:: Aim of the task ::
Rewrite every line of the records below, requests included, and shift each answer point by adding 100 to both of its coordinates.

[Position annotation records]
[START]

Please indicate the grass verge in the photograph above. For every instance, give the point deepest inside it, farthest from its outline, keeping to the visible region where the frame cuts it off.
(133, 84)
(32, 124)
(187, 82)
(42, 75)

[END]

:: Output of the exercise ::
Please indicate the grass verge in the photograph above. For every instance, give the point deepest inside it, farthest from its outline, keeping to the visible region where the frame cuts it off.
(233, 184)
(132, 224)
(287, 182)
(142, 175)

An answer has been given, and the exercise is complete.